**Task 1:**
According to the spectroscopy lecture, why doesn't vibrating H₂ interact with light?
**Task 2:**
Quote the stretch of the spectroscopy lecture from "Or you can look" through "handle on it.".
**Task 3:**
Continue the spectroscopy lecture from its last sentence.

**Text section:**
╔══

For example, how much light of a certain color gets absorbed by your sample. Or on the other hand, how much light doesn’t get absorbed and gets through the sample. And in fact, that’s what’s plotted here is transmittance, how much light gets through rather than how much gets absorbed.

OK, so that’s one way of looking at it, just experimentally. But another way is to look at it in terms of quantum mechanics. The horizontal axis is the molecular-energy gap. What are the orbitals that are involved? How far apart are they in energy? What does that have to do with the frequency of light? You remember, the rate of this oscillation back and forth has to do with the energy difference between the two states you’re talking about.

And if you’re talking about quantum mechanics, the vertical axis is how much overlap you generate. So when that oxygen had the π system on it, in the scarlet tanager, then you generated a lot of overlap by mixing the n with the π. But if they were far apart and the light couldn’t induce overlap, then you didn’t get the fancy color. You got just the yellow-green color.

Or you can look at it in terms of classical mechanics, which is the way we usually talk about infrared spectroscopy, where the horizontal axis is some actual vibration frequency of the atoms in a molecule. And the vertical axis is how much “handle” the light has on that particular vibration. For example, if you’re vibrating H₂, you don’t change any electronics by doing that. You don’t generate a dipole. It doesn’t interact with light. But if you vibrate HCl, then you get a big separation of positive and negative charge as you do that, and it does interact with light. Light has a good handle on it.

So it’s molecular vibration frequency though– of course, a molecule of H₂ or HCl is just two atoms. But normally, the atoms whose bond you’re interested in vibrating is part of a whole molecule, and then things get more complicated, as we will see. So infrared spectroscopy uses light for a number of purposes. One is to fingerprint molecules. And I think you’ve done this in lab, to see whether your spectrum corresponds with a known spectrum. Or even if you don’t have an authentic sample, you may have a table of where functional groups, even in different molecules, if it’s the same functional group there maybe some line that’s characteristic. So you can identify functional groups and molecules that are otherwise unknown.

And you can also use it to use the molecular dynamics that’s involved to study bonding, to see how strong bonds are, whether atoms are linked by springs, for example. And that’s what I’m going to concentrate on in the lecture, to use it to understand molecules. You you’ve used it in lab to identify molecules, to identify functional groups, but we’re going to use this last thing to see what it tells us about how molecules hold together.

╚══

(Records from a collection)
╔══

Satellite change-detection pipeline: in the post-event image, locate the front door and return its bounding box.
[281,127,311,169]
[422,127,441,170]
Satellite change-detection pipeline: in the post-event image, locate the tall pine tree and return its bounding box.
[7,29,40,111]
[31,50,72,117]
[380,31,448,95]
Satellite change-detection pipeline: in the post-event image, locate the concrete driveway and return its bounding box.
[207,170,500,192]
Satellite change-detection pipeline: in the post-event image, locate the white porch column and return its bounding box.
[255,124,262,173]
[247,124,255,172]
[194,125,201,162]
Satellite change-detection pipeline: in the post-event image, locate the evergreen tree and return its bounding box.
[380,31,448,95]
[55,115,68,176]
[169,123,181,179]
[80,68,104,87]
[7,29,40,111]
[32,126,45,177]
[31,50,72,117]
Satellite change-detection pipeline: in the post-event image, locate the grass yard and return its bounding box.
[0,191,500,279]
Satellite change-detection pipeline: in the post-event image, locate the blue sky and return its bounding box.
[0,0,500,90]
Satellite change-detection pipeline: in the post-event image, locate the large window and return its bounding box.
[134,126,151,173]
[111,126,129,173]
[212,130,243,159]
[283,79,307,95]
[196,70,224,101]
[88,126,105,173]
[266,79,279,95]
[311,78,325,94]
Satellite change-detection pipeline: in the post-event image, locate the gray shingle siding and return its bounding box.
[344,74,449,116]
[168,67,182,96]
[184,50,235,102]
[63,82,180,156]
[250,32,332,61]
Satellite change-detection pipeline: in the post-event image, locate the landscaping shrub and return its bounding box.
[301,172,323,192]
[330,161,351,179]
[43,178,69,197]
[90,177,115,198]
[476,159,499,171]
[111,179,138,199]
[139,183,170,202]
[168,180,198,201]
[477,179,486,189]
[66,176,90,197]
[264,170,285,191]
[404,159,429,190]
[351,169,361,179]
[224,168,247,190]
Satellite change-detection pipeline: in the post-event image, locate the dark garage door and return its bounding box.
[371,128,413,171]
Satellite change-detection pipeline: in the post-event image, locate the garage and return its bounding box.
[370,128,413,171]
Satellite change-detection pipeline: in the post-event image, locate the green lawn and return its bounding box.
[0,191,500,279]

╚══

**Output 1:**
Vibrating H₂ doesn't change any electronics or generate a dipole.

**Output 2:**
Or you can look at it in terms of classical mechanics, which is the way we usually talk about infrared spectroscopy, where the horizontal axis is some actual vibration frequency of the atoms in a molecule. And the vertical axis is how much “handle” the light has on that particular vibration. For example, if you’re vibrating H₂, you don’t change any electronics by doing that. You don’t generate a dipole. It doesn’t interact with light. But if you vibrate HCl, then you get a big separation of positive and negative charge as you do that, and it does interact with light. Light has a good handle on it.

**Output 3:**
Now, just a quick excursion into physics or math, to see what makes vibrations sinusoidal. When things vibrate we often think of them following a sine wave. But what is the condition under which they do actually vibrate according to a sine wave in time?

So if it’s vibrating according to a sine wave, then the displacement is some height times the sin ωt. That’s how fast it’s going up and down. That describes the displacement. So that’s the frequency, and t is the time, and h is the 1/2 amplitude. It can go from +1 to –1 as the sine goes back and forth. OK, and that says the velocity, the change in position with time, is the derivative of that, so the cosine. And the acceleration is the second derivative, so it’s that. And from that then, if the motion is sinusoidal, as we said at the beginning, then the acceleration divided by the displacement is minus the frequency squared.

Now, Newton said that acceleration is force over mass. And if things are obeying Hooke’s Law, then the force is proportional to the displacement. And that means we can substitute in Newton with the force, –fx, and we get that a/x is –f/m. And a/x, we already knew, is –ω². And that means that the frequency squared is how strong the spring is, if it’s Hooke’s law, the force constant divided by the mass. Or, if we take the square root, the frequency is the square root of the force constant divided by the mass.

So the frequency then is interesting. It’s constant. It doesn’t depend on the amplitude of the vibration. If you have a system that’s obeying Hooke’s law, it’ll have the same frequency no matter what the amplitude. And that turned out to be very important. Incidentally, one of the texts we’re involved in says the opposite, but it’s not true. OK, so why is that so important? Hooke’s law. Hooke’s book, Of Spring in 1678, says vibrations, if you’re obeying Hooke’s law– this is where he set out Hooke’s law—“shall be of equal duration whether they be greater or less.” Why did he care that the frequency be always the same no matter how big the displacement is? Can you see why that would make a difference, practically? Ellen? 

Student: For clocks.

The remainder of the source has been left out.